- [Directive]: Rewrite the entries below as a numbered list, one line per number, and drop any blank lines.

- [Recorded data]:
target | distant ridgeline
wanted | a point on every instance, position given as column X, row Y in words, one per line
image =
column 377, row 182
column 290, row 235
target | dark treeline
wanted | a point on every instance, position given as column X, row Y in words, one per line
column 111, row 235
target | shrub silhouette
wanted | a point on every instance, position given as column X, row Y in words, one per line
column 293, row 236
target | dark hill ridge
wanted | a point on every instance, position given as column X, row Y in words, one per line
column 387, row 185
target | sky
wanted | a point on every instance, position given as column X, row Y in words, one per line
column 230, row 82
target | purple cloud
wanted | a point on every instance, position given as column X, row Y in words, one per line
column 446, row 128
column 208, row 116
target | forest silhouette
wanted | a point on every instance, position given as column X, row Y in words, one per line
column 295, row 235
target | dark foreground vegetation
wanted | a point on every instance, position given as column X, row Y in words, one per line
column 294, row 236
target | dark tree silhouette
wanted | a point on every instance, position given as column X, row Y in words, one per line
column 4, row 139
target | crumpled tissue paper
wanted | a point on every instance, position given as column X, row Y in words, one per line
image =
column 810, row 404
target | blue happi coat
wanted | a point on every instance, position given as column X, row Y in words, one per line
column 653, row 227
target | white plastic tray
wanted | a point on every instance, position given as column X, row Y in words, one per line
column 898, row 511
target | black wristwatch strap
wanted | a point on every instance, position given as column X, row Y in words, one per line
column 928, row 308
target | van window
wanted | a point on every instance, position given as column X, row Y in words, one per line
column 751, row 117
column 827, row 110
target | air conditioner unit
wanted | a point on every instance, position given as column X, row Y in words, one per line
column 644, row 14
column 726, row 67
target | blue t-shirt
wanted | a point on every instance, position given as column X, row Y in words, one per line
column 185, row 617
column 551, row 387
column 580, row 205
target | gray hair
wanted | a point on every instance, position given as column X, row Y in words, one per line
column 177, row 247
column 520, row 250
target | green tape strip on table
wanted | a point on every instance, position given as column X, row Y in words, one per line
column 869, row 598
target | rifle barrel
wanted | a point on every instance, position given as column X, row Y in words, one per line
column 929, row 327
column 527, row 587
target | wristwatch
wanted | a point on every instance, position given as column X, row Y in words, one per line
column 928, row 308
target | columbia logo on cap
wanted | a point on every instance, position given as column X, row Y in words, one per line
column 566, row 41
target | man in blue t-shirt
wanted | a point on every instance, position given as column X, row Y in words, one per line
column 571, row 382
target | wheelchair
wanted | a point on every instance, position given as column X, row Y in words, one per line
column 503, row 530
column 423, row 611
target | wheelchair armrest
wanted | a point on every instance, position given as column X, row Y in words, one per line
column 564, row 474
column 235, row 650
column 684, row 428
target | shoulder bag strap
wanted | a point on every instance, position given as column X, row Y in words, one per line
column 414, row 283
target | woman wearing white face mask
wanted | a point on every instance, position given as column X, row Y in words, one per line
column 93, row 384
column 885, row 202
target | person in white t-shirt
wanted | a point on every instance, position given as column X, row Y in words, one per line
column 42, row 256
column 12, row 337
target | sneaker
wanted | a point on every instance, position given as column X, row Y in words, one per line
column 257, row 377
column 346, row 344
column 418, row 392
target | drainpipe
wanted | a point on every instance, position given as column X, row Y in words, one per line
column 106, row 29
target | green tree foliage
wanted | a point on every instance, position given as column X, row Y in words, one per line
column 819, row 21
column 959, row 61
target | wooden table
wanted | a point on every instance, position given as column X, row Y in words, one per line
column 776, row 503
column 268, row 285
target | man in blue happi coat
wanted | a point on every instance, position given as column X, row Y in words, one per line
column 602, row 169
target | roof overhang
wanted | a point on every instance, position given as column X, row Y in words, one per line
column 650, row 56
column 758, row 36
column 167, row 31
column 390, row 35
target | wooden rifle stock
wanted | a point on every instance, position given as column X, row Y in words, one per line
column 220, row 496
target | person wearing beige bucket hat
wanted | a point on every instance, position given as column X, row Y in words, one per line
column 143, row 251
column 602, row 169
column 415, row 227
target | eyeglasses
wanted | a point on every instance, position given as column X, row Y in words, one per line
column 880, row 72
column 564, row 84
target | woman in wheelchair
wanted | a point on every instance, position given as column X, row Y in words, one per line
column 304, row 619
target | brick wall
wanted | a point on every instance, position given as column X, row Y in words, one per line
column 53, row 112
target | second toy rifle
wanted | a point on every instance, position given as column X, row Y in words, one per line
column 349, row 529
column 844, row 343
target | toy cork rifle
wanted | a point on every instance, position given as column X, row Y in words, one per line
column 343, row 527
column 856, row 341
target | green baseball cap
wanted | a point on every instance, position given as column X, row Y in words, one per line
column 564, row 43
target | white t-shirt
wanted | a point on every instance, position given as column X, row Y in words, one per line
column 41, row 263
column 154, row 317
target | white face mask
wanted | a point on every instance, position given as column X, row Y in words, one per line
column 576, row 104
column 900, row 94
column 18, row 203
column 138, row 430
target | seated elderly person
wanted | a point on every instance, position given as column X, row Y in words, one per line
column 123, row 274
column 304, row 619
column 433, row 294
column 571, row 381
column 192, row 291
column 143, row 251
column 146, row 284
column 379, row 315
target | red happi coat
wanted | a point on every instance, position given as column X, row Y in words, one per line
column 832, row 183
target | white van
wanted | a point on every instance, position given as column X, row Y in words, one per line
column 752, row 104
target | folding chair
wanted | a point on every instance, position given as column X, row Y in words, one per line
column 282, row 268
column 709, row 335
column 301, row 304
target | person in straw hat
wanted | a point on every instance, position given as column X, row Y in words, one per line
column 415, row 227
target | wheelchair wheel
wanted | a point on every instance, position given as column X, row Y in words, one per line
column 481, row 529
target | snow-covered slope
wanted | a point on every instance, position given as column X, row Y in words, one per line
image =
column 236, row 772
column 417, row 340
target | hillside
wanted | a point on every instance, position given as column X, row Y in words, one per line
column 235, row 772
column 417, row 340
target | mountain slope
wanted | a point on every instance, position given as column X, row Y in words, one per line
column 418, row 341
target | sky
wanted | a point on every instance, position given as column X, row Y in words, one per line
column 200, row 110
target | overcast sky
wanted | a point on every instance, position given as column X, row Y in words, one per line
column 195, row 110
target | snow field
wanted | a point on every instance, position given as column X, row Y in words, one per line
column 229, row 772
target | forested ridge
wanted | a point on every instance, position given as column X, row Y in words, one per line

- [Answer below]:
1. target | distant ridgeline
2. wanted | a point on every instance, position given as column X, row Y in words, one per line
3. image =
4. column 377, row 182
5. column 290, row 235
6. target | dark treeline
7. wanted | a point on every instance, position given as column X, row Y in words, one per line
8. column 111, row 235
9. target | shrub silhouette
10. wanted | a point on every instance, position given as column X, row Y in words, one per line
11. column 293, row 236
12. target | dark hill ridge
13. wanted | a point on every instance, position given as column X, row Y in words, one per line
14. column 387, row 185
15. target | sky
16. wanted | a point on every instance, position given as column X, row Y in words, one per line
17. column 230, row 82
18. target | purple cloud
19. wanted | a point on every instance, position given as column X, row Y in words, one per line
20. column 446, row 128
21. column 208, row 116
22. target | forest silhouette
23. wanted | a point on every instance, position given as column X, row Y in words, one per line
24. column 295, row 235
25. target | dark foreground vegetation
26. wanted | a point on every instance, position given as column X, row Y in words, one per line
27. column 294, row 236
28. target | dark tree silhouette
29. wanted | a point on every instance, position given as column X, row Y in words, one per line
30. column 4, row 139
31. target | crumpled tissue paper
32. wanted | a point on every instance, position given as column X, row Y in words, one per line
33. image =
34. column 810, row 404
35. target | blue happi coat
36. wanted | a point on every instance, position given as column X, row Y in words, one per line
37. column 653, row 227
38. target | white plastic tray
39. wanted | a point on every instance, position given as column X, row Y in words, one per line
40. column 898, row 511
41. target | black wristwatch strap
42. wanted | a point on every instance, position given as column X, row Y in words, one per line
43. column 928, row 308
44. target | van window
45. wanted | a point on every instance, position given as column X, row Y in words, one per line
46. column 751, row 117
47. column 827, row 110
48. target | air conditioner unit
49. wanted | a point on every instance, position given as column X, row Y in words, one per line
50. column 644, row 14
51. column 726, row 67
52. target | blue t-shirt
53. wanted | a point on every instance, position given as column X, row Y in words, one per line
54. column 185, row 617
55. column 551, row 387
56. column 580, row 205
57. target | gray hair
58. wanted | a point on every instance, position given as column X, row Y in words, one per line
59. column 177, row 247
60. column 520, row 250
61. target | green tape strip on table
62. wanted | a point on every instance, position given as column X, row Y in words, one per line
63. column 869, row 598
64. target | rifle barrel
65. wanted | a point on every instance, position given as column X, row Y in words, one per line
66. column 929, row 327
67. column 527, row 587
68. target | wristwatch
69. wanted | a point on every instance, position given as column X, row Y in words, one per line
70. column 928, row 308
71. target | columbia logo on cap
72. wanted | a point on every instance, position given as column X, row Y in words, one per line
73. column 566, row 41
74. target | man in blue t-shirt
75. wanted | a point on every instance, position given as column X, row Y in words, one per line
76. column 571, row 382
77. target | wheelchair
78. wanted | a point on every instance, position given as column X, row Y in words, one per line
79. column 503, row 530
80. column 423, row 611
81. target | wheelchair armrest
82. wanted | a point on every instance, position given as column X, row Y in words, one per line
83. column 564, row 474
84. column 235, row 650
85. column 684, row 428
86. target | shoulder bag strap
87. wanted | a point on every instance, position given as column X, row Y in words, one per line
88. column 414, row 283
89. target | woman wearing white face mask
90. wanted | a point on every instance, position given as column X, row Y in words, one per line
91. column 93, row 384
92. column 885, row 202
93. target | person in white t-shirt
94. wanted | a point on every instance, position given as column X, row Y in words, one per line
95. column 42, row 256
96. column 12, row 337
97. target | sneaker
98. wanted | a point on every instance, position given as column X, row Y in words, one per line
99. column 257, row 377
100. column 346, row 344
101. column 418, row 392
102. target | drainpipe
103. wanted | a point on every instance, position given as column X, row Y in words, one per line
104. column 106, row 29
105. target | green tree foliage
106. wanted | a point on every instance, position given as column X, row Y in words, one per line
107. column 819, row 21
108. column 959, row 61
109. target | wooden table
110. wanted | a point on every instance, position given as column X, row Y in words, one per line
111. column 776, row 503
112. column 268, row 285
113. target | man in blue happi coat
114. wanted | a point on every instance, position given as column X, row Y in words, one per line
115. column 602, row 169
116. target | roof overhang
117. wanted | a point on every instance, position given as column X, row Y in words, one per line
118. column 650, row 56
119. column 758, row 36
120. column 167, row 31
121. column 390, row 35
122. target | wooden rifle stock
123. wanted | a point on every instance, position given as column X, row Y in words, one per line
124. column 220, row 496
125. target | person wearing beige bucket hat
126. wanted | a point on every instance, position given as column X, row Y in words, one per line
127. column 143, row 251
128. column 602, row 169
129. column 415, row 227
130. target | eyeglasses
131. wanted | a point on every instance, position given as column X, row Y in words, one per line
132. column 880, row 72
133. column 564, row 84
134. target | woman in wheelchair
135. wanted | a point on every instance, position given as column X, row Y in words, one per line
136. column 304, row 619
137. target | brick wall
138. wanted | a point on every instance, position given as column X, row Y in words, one per line
139. column 53, row 112
140. target | second toy rifle
141. wanted | a point on every instance, position given as column X, row Y in words, one per line
142. column 349, row 529
143. column 844, row 343
144. target | toy cork rifle
145. wanted | a point on every instance, position given as column X, row Y in words, one per line
146. column 343, row 527
147. column 856, row 341
148. target | green baseball cap
149. wanted | a point on every instance, position given as column X, row Y in words, one per line
150. column 564, row 43
151. target | white t-shirt
152. wanted | a point on every instance, position given as column X, row Y in words, one per line
153. column 41, row 263
154. column 154, row 317
155. target | white face mask
156. wanted | a point on every instance, position given as column X, row Y in words, one per line
157. column 576, row 104
158. column 900, row 94
159. column 18, row 203
160. column 138, row 430
161. target | seated elderly person
162. wanted | a point on every instance, position given as column X, row Y in words, one per line
163. column 123, row 274
164. column 304, row 619
165. column 433, row 294
166. column 571, row 381
167. column 192, row 291
168. column 143, row 251
169. column 146, row 284
170. column 379, row 315
171. target | red happi coat
172. wanted | a point on every instance, position given as column X, row Y in words, one per line
173. column 832, row 183
174. target | white van
175. wanted | a point on every instance, position given as column X, row Y in words, one per line
176. column 752, row 104
177. target | folding chair
178. wanted | a point on every instance, position given as column X, row Y in words, one per line
179. column 282, row 268
180. column 709, row 335
181. column 301, row 304
182. target | person in straw hat
183. wanted | a point on every instance, position given as column X, row Y in words, one per line
184. column 415, row 227
185. target | wheelchair wheel
186. wanted | a point on every instance, position given as column X, row Y in words, one per line
187. column 481, row 529
188. target | snow-covered slope
189. wanted | a point on every instance, position given as column X, row Y in words, one per line
190. image =
191. column 236, row 772
192. column 417, row 340
193. target | hillside
194. wanted | a point on every instance, position given as column X, row Y in words, one per line
195. column 235, row 772
196. column 417, row 340
197. target | mountain slope
198. wanted | a point on every instance, position given as column X, row Y in words, one per line
199. column 418, row 341
200. target | sky
201. wanted | a point on every instance, position given as column X, row Y in words, one per line
202. column 200, row 110
203. target | overcast sky
204. wanted | a point on every instance, position given as column X, row Y in words, one per line
205. column 195, row 110
206. target | snow field
207. wanted | a point on every instance, position given as column X, row Y in words, one per line
208. column 229, row 772
209. target | forested ridge
210. wanted | a point on every instance, position given as column X, row Y in words, one per line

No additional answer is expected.